» **WHAT IS EXPECTED**
Change each "marsh grass" in the records below to "cattails" and write out all the lines again, leaving everything else the same.

» **SUPPLIED RECORDS**
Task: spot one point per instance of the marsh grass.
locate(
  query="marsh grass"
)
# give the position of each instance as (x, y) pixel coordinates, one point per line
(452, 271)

» **FINISHED ANSWER**
Task: spot one point per instance of the cattails.
locate(
  query="cattails"
)
# give the position of each instance as (x, y) pixel coordinates, one point per line
(452, 271)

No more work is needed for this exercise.